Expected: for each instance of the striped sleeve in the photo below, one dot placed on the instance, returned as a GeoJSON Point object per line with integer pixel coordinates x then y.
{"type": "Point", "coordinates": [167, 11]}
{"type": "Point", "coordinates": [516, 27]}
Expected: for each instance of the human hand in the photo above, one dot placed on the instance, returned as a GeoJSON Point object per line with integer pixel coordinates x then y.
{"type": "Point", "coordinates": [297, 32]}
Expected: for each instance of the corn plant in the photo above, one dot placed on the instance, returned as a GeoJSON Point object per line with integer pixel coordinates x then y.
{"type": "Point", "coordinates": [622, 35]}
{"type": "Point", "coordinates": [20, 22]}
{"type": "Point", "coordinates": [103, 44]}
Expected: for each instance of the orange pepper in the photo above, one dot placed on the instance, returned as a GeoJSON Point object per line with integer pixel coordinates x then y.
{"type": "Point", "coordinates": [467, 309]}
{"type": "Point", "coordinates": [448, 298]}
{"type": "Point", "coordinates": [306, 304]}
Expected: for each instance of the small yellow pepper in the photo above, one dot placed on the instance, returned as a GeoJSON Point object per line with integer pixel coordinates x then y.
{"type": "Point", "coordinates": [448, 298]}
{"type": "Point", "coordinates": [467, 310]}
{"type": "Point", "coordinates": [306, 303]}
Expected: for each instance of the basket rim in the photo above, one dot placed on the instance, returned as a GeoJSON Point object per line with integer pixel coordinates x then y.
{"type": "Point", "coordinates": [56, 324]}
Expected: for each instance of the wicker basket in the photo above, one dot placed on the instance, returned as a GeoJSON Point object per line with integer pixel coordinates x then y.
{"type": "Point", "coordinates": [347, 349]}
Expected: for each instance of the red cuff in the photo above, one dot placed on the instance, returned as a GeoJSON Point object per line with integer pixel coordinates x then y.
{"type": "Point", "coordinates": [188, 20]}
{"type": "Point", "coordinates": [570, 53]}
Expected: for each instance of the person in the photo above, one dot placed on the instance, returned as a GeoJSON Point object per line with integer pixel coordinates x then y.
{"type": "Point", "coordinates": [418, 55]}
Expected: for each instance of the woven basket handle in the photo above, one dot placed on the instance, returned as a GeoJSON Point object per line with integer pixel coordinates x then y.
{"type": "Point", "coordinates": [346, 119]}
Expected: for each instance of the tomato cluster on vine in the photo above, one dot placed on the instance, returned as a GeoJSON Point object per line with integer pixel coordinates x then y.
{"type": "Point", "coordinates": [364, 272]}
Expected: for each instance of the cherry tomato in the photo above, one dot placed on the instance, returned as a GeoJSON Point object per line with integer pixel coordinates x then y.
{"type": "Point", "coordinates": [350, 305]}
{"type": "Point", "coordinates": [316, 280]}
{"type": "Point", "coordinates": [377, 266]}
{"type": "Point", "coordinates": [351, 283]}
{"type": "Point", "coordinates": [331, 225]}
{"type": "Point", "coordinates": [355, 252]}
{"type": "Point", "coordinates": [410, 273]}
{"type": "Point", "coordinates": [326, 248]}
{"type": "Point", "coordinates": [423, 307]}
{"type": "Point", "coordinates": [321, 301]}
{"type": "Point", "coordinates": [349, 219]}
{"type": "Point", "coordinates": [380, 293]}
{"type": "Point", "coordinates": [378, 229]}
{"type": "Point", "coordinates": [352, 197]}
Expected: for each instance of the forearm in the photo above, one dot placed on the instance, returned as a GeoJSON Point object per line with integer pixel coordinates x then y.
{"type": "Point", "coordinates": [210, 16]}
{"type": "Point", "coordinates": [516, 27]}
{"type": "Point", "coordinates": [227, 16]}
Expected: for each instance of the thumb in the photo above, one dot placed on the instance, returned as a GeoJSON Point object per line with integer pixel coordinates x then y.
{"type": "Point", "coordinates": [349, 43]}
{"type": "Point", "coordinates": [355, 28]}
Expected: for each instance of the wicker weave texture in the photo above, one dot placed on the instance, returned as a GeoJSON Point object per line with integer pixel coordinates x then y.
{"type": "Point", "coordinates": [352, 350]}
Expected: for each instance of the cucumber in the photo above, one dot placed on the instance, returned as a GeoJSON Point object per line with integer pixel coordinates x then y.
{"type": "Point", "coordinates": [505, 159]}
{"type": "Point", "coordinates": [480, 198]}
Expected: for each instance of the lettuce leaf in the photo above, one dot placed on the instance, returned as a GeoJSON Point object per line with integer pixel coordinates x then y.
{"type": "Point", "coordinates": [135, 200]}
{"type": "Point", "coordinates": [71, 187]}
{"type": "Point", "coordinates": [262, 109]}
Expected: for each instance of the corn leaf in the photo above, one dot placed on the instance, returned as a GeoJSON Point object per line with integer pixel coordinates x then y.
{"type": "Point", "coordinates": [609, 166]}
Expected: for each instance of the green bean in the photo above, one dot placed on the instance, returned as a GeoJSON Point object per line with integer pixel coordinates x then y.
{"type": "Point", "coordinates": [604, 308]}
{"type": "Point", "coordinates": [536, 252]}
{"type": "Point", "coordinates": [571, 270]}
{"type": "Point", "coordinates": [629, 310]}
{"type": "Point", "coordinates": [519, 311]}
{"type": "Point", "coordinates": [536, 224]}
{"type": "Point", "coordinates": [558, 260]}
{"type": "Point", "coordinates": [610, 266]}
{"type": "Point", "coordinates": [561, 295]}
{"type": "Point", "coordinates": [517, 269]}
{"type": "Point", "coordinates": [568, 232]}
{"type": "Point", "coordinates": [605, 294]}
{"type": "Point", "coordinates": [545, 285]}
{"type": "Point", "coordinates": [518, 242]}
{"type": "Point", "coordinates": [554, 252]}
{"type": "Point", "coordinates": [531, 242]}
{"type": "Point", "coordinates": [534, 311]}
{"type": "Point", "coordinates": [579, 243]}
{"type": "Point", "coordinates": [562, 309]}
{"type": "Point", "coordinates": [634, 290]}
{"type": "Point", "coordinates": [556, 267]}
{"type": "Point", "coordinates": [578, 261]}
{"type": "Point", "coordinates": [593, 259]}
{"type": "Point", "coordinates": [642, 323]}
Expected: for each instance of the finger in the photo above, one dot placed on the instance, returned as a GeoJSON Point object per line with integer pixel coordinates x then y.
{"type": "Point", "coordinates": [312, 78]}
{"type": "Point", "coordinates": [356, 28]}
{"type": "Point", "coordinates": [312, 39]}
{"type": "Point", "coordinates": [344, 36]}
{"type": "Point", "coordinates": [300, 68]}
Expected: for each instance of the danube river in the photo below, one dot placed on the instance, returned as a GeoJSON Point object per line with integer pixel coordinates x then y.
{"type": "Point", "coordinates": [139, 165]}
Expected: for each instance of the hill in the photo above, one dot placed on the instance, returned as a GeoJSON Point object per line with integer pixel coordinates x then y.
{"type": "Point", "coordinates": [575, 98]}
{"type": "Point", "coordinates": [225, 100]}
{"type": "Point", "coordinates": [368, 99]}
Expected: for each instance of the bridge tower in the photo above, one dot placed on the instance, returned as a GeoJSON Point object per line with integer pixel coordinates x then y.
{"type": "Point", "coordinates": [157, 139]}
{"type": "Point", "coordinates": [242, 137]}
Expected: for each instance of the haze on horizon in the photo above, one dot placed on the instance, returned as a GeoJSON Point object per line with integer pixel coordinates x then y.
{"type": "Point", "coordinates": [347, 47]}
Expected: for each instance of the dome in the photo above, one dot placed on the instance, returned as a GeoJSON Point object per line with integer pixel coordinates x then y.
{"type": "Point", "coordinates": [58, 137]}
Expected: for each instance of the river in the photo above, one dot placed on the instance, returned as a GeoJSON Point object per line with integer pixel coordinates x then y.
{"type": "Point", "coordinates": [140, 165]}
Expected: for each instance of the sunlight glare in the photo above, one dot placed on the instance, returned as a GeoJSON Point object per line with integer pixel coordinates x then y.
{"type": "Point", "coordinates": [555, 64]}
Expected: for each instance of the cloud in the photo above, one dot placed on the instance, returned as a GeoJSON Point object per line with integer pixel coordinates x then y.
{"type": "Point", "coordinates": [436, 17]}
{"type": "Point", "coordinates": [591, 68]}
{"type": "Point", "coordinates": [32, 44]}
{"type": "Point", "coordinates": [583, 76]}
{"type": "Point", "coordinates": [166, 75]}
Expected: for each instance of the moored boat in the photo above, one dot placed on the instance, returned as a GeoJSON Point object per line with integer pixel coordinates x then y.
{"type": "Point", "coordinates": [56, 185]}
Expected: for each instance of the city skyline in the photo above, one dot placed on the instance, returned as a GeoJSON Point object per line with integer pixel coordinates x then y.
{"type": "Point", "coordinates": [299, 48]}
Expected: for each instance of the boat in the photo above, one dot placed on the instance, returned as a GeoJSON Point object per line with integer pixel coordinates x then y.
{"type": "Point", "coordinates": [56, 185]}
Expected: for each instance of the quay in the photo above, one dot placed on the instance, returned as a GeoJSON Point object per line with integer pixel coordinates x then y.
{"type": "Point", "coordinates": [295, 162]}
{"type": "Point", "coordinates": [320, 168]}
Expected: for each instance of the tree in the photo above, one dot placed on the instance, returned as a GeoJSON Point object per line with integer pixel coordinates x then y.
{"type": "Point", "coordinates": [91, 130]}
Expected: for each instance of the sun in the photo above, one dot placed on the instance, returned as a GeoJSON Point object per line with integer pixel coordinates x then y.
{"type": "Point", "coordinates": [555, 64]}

· · · ·

Exercise goal
Rewrite the material from the line containing "Expected: for each instance of the tree" through the end of the material, changing "dot" to "marker" and leaving everything else unchanged.

Exercise response
Expected: for each instance of the tree in the photo above, one marker placed on the instance, returned as a GeoJSON Point object per line with integer pixel coordinates x then y.
{"type": "Point", "coordinates": [91, 130]}
Expected: for each instance of the sun in the photo above, one marker placed on the instance, returned as a GeoJSON Point object per line with integer pixel coordinates x then y.
{"type": "Point", "coordinates": [555, 64]}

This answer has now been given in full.